(Records pointing to objects in photos):
..............................

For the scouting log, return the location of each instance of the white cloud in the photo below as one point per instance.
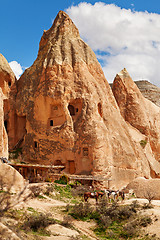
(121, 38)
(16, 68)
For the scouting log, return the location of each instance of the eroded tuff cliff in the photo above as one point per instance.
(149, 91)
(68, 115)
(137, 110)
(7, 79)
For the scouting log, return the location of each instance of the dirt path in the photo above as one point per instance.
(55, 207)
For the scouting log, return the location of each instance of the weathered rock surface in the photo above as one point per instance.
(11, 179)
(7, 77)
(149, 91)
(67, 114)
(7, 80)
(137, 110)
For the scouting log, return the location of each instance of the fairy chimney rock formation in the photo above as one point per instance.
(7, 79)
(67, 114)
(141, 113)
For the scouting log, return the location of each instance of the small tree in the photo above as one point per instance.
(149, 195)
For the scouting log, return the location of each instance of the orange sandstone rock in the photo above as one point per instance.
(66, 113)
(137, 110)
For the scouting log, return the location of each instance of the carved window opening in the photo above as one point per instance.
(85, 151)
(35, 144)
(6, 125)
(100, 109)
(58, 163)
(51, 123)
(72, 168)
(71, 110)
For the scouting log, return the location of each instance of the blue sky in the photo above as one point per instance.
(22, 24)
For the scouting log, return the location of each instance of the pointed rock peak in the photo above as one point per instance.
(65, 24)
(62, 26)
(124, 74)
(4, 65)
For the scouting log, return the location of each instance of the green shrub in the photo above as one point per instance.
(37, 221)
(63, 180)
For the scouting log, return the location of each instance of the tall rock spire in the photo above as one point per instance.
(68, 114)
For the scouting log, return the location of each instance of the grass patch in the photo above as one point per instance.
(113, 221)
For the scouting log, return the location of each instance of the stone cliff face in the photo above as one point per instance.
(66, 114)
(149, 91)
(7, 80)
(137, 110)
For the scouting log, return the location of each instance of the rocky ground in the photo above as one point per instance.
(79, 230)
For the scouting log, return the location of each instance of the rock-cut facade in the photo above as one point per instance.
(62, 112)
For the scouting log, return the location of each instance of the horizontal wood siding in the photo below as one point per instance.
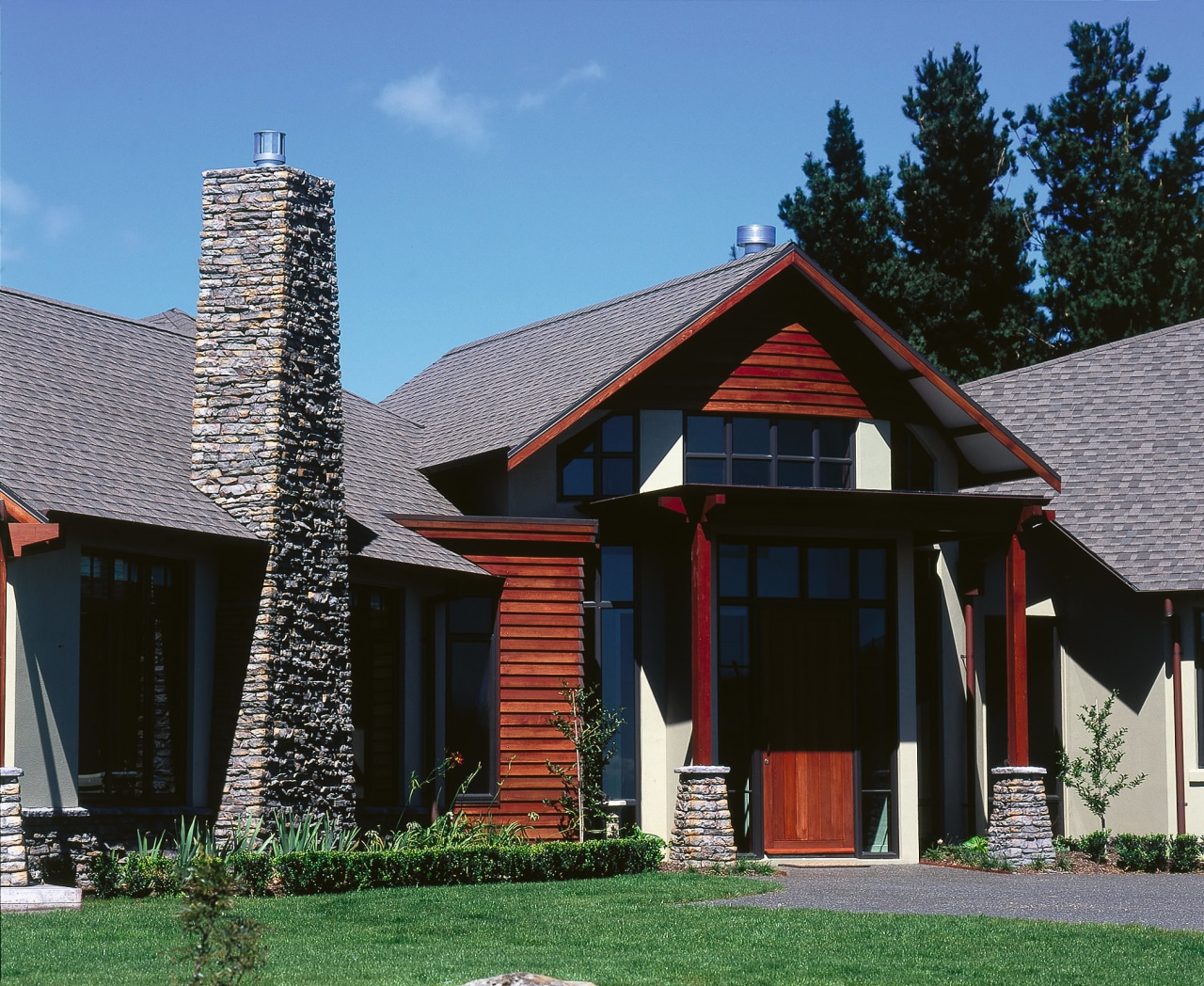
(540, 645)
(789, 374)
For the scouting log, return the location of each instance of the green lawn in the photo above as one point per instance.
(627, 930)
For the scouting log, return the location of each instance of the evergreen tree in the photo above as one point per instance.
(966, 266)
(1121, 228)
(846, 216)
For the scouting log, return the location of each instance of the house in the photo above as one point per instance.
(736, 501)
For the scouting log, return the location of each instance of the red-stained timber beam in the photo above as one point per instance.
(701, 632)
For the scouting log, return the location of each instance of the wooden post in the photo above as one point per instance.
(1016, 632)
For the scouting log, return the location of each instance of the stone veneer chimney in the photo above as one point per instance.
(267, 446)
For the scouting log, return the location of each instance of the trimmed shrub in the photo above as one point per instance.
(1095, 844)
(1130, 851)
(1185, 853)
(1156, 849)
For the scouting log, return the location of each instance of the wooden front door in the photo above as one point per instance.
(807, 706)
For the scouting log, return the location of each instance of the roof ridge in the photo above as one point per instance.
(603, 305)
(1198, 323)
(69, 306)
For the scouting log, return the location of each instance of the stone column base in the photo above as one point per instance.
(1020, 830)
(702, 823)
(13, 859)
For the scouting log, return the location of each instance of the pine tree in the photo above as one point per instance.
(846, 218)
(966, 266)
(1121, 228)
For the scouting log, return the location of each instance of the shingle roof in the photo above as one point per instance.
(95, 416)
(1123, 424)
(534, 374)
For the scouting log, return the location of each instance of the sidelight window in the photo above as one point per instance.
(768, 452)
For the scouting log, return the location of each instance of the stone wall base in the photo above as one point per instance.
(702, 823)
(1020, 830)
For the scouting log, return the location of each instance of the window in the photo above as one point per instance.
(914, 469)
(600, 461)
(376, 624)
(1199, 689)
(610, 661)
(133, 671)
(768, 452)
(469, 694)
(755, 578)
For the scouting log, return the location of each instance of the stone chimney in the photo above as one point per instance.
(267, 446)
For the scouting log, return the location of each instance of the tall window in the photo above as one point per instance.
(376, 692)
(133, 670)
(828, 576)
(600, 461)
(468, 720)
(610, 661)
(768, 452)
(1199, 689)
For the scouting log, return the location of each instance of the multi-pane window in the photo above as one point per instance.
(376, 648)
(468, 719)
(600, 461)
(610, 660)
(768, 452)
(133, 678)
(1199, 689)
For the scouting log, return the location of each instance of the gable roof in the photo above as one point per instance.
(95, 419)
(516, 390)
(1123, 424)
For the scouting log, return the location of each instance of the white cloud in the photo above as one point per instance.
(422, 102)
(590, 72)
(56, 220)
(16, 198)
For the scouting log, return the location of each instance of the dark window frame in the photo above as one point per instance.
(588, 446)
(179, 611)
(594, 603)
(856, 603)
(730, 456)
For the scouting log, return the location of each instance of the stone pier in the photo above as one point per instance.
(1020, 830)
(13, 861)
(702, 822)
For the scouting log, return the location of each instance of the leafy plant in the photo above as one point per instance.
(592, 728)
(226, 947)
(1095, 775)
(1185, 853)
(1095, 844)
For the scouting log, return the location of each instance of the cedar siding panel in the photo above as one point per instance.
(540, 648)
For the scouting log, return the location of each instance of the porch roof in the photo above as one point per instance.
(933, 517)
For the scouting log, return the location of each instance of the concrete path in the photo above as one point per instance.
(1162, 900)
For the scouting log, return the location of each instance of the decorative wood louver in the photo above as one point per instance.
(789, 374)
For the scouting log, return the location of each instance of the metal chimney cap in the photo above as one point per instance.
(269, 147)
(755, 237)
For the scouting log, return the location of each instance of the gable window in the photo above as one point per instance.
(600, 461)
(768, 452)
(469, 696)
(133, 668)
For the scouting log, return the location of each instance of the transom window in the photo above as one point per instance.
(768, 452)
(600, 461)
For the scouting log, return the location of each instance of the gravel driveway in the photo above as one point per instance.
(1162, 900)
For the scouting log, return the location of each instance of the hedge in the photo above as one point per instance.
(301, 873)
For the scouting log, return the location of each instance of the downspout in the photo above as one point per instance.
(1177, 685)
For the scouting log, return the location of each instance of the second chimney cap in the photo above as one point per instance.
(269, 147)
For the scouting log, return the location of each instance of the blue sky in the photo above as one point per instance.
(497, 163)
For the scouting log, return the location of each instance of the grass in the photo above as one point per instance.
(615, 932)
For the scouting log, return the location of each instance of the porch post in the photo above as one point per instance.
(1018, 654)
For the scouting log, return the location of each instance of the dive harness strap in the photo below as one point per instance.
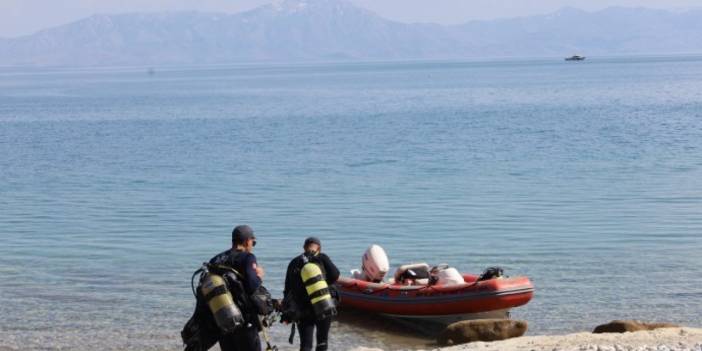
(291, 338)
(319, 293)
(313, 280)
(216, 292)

..............................

(TASK INSTRUCTIONS): Rewrite only the records from the line containing "of the red-stained" through the line containing "(1156, 849)", swapping "stone veneer chimney" for "brick chimney" and leaving everything else as it is.

(RESULT BELOW):
For the scouting log, return the location of each instance of the red-stained timber beam in the photo above as one point per instance.
(701, 632)
For the scouting log, return the location of each instance of the wooden post in the photo above as one point per instance.
(1016, 632)
For the scouting log, return the location of each instance of the brick chimney in the photo above as one point per instance.
(267, 446)
For the scouting log, return the location of each instance of the trimmed shrub in the photo above as one point per instance.
(1095, 844)
(1130, 851)
(1185, 853)
(1156, 849)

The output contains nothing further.